**Task**:
Return the rows from the line containing "Practice. Find the turmeric" through the last row, both included, reproducing each line exactly as it appears.

[Part of a data file]
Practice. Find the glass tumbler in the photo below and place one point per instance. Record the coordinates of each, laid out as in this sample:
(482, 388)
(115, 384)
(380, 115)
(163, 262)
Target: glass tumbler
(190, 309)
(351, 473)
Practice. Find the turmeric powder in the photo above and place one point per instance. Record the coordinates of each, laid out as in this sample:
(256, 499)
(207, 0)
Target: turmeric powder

**Completed exercise**:
Practice. Find the turmeric powder in the photo above and place one point per instance. Record the coordinates of each, laid out as in this sample:
(256, 499)
(207, 0)
Target: turmeric powder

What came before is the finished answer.